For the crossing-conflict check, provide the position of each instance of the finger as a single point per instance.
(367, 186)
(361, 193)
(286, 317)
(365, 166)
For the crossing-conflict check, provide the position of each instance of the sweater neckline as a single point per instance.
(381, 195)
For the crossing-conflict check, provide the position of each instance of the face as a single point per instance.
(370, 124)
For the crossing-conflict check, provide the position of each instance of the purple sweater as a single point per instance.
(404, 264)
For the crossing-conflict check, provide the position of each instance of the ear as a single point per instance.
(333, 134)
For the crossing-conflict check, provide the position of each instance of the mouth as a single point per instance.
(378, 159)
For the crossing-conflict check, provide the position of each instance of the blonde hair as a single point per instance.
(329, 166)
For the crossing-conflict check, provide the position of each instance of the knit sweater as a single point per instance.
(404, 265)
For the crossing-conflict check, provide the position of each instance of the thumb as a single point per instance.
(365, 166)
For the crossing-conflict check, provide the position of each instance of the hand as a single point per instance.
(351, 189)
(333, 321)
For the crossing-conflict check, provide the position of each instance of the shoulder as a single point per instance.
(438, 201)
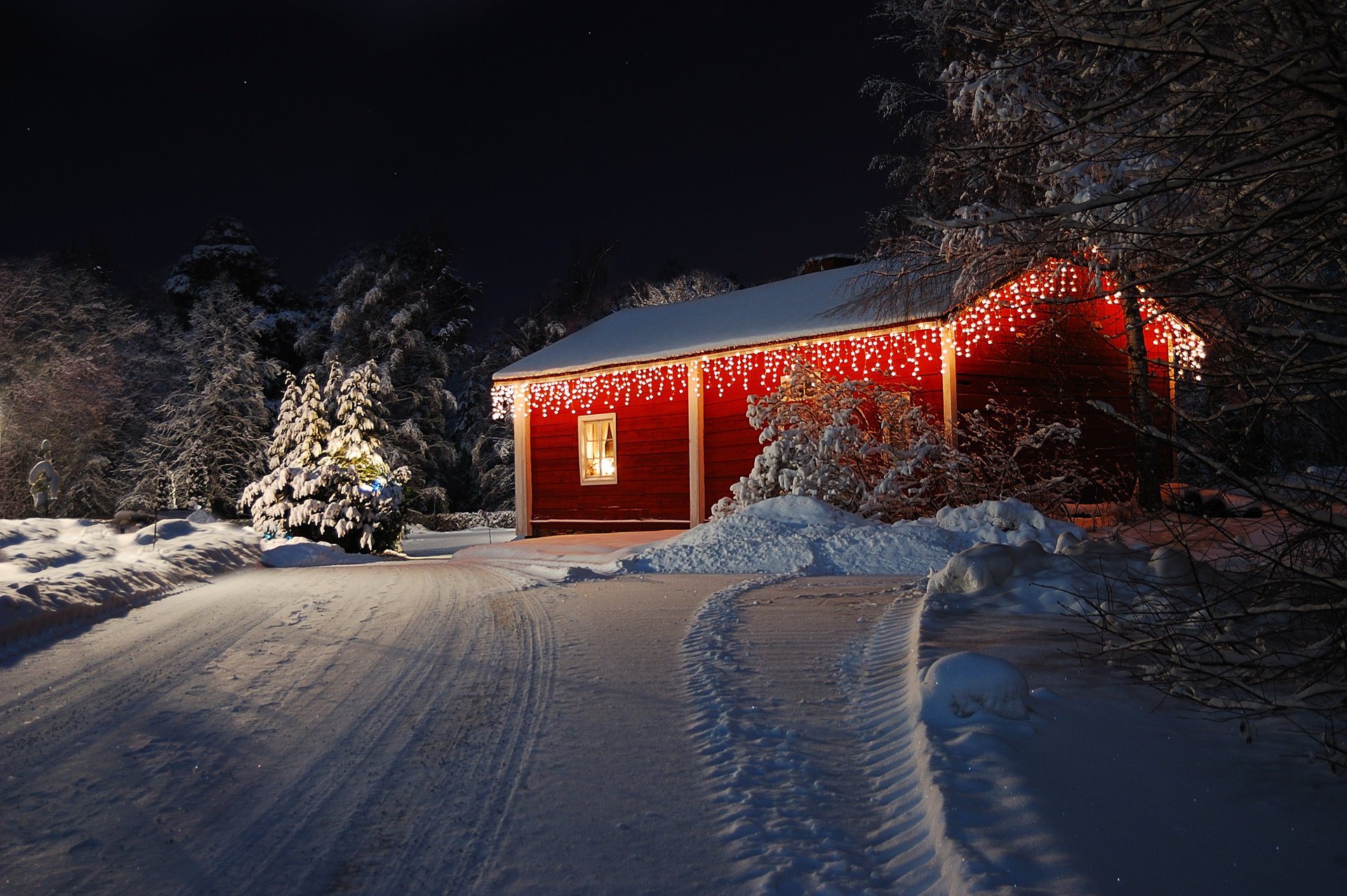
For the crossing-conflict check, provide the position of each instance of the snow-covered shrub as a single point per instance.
(861, 446)
(330, 483)
(875, 450)
(1008, 452)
※
Would you put all of the records above into a two-column CSV headed request and answer, with one row per record giving its text and its answer? Wrap each field in quotes, turn any line breaks into spaces, and leave the pictures out.

[Correct response]
request,answer
"For the crossing-conflict check, provide the position of each instance of the finger as a single point per instance.","(367, 186) (361, 193) (286, 317) (365, 166)"
"For the crossing-conflict check, provide the position of each instance of the sweater neckline as a single point per instance.","(381, 195)"
"For the crossing-conflict check, provide the position of each instance of the face as a single point per instance.","(370, 124)"
"For the crossing-conflict check, provide the position of each instance of the purple sweater as a single point per instance.","(404, 264)"
"For the crossing-conflict check, provide the position of each instance of the ear as a single point per instance.","(333, 134)"
"For the crossing-conflict check, provide the position of each instance of the mouth as a single point per instance.","(378, 159)"
"For the crossing-conflict check, provide the position of each instance of the blonde hair as a single point per instance.","(329, 166)"
"For the crossing-conflict check, provide the position of each instance of the knit sweater as a single point per instance.","(404, 265)"
"For the crossing-conflict check, provide the position of each instance of the thumb as a single point per instance.","(365, 166)"
"For the crossing-conflict check, provide the position of each instance of the hand as a single point per instance.","(351, 189) (333, 321)"
"For the crossing-conflict check, provide the position of each instance of the shoulder as a single point per instance.","(438, 201)"
"For the crossing-conflict check, provide the position of each instance of the snow-covered shrub as a single point per instance.","(861, 446) (330, 483) (875, 450) (1008, 452)"